### Task item:
Without any omission, reproduce the records that follow.

### Data for the task:
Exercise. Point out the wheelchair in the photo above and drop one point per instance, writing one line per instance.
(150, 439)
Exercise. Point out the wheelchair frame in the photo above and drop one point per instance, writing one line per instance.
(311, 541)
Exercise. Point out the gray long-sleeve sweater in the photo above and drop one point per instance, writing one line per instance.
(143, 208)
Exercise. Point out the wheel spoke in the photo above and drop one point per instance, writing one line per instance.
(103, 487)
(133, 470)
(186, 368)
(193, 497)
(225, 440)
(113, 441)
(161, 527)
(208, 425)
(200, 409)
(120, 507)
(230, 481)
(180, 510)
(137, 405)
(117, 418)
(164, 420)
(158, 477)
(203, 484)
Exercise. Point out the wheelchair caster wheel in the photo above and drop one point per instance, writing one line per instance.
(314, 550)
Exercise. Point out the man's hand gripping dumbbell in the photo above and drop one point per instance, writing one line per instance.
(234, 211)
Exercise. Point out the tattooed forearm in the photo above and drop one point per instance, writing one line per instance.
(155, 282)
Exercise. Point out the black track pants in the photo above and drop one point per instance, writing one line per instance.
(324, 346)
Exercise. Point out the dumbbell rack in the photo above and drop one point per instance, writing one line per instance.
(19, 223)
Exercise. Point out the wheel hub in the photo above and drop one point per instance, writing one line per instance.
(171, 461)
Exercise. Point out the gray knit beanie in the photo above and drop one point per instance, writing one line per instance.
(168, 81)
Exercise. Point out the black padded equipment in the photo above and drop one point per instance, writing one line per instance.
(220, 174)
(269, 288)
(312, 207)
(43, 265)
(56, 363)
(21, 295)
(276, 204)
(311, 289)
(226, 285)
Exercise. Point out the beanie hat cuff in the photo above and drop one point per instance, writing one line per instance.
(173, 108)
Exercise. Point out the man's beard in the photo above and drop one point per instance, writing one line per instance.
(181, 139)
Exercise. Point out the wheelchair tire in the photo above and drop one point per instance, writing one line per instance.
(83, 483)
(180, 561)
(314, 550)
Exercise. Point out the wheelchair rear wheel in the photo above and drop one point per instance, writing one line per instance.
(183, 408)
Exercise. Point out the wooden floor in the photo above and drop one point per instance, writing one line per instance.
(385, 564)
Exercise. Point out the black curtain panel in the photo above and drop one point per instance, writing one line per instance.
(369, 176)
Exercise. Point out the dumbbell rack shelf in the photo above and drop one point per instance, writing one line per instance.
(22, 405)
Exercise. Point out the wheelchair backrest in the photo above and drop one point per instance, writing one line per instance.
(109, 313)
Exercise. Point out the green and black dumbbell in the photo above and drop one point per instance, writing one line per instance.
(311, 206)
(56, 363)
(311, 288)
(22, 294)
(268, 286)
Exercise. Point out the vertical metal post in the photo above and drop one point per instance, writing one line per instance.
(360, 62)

### The answer:
Exercise. Point out the wheelchair in the photo above and drop one point per instance, writing one line per instance.
(150, 439)
Exercise. Point out the wheelchair frame in the photo above and drop one point per instance, writing one line per instance.
(311, 541)
Exercise. Point out the gray long-sleeve sweater in the photo above and drop one point per instance, writing one line per instance.
(143, 208)
Exercise. Point out the wheel spoke in the photo above and drop one point per instance, writing one line per instance.
(103, 487)
(133, 470)
(186, 368)
(193, 497)
(225, 440)
(113, 441)
(161, 527)
(208, 425)
(200, 409)
(120, 507)
(230, 481)
(180, 510)
(137, 405)
(117, 418)
(164, 420)
(158, 477)
(203, 484)
Exercise. Point out the wheelchair caster wheel in the photo above and drop one point per instance, writing one line per instance.
(314, 550)
Exercise. Point out the man's hand gripping dumbbell in the photo above and drop one point per instance, writing one line per instance.
(234, 211)
Exercise. Point out the tattooed forearm in the photo above and drop one point per instance, writing one line per instance.
(155, 282)
Exercise. Point out the black track pants in the photo above and drop one point per instance, writing one line per instance.
(324, 346)
Exercise. Point out the dumbbell rack in the photo above and drop one point per instance, writing one line per instance.
(19, 223)
Exercise. Point out the wheel hub in the photo above and drop one point per instance, writing one line per instance.
(171, 461)
Exercise. Point out the gray knit beanie in the photo above and drop one point per instance, writing one line per instance.
(168, 81)
Exercise. Point out the black padded equipment in the photo above and drop one point per instance, writing one line per instance.
(220, 174)
(269, 288)
(312, 207)
(43, 265)
(56, 363)
(21, 295)
(276, 204)
(311, 289)
(226, 285)
Exercise. Point out the beanie hat cuff in the photo above and drop one point per instance, writing one line per instance.
(173, 108)
Exercise. Point out the man's beard in the photo above and drop one point per instance, writing one line per instance.
(181, 139)
Exercise. Point out the wheelchair tire in the photo above and drop one point per instance, writing one line per instance.
(83, 483)
(180, 561)
(314, 550)
Exercise. Point out the wheelchair rear wheel in the photo above and drop one point per instance, writing one line per instance.
(183, 408)
Exercise. Point out the wooden floor in the photo above and drop one point per instance, writing one line per instance.
(385, 564)
Exercise. Point out the black curtain panel in the photo above and drop one point per instance, writing one line per instance.
(369, 176)
Exercise. Point out the dumbbell rack shelf in the photo above and drop one point per instance, writing one line per instance.
(22, 405)
Exercise. Point out the wheelchair backrest in the photo above and drop one point per instance, writing one line per instance.
(109, 313)
Exercise. Point out the green and black dumbbell in the photo above and drop one point per instance, writing one line per instance.
(311, 206)
(56, 363)
(311, 288)
(22, 294)
(268, 286)
Exercise. Point out the vertical metal post in the photo above and drop one point per instance, writing one line per instance.
(360, 62)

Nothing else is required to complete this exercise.